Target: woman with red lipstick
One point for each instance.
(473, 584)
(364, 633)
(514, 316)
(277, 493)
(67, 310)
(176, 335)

#####

> Task requirements:
Please put the records into a two-column CSV with the headers "prompt" and "points", one row per record. Wrap each field in double quotes and replace any line breaks with spaces.

> Completed exercise:
prompt,points
"Target: woman with red lipstick One point for each instance.","(473, 584) (364, 633) (514, 316) (277, 493) (67, 310) (176, 335)"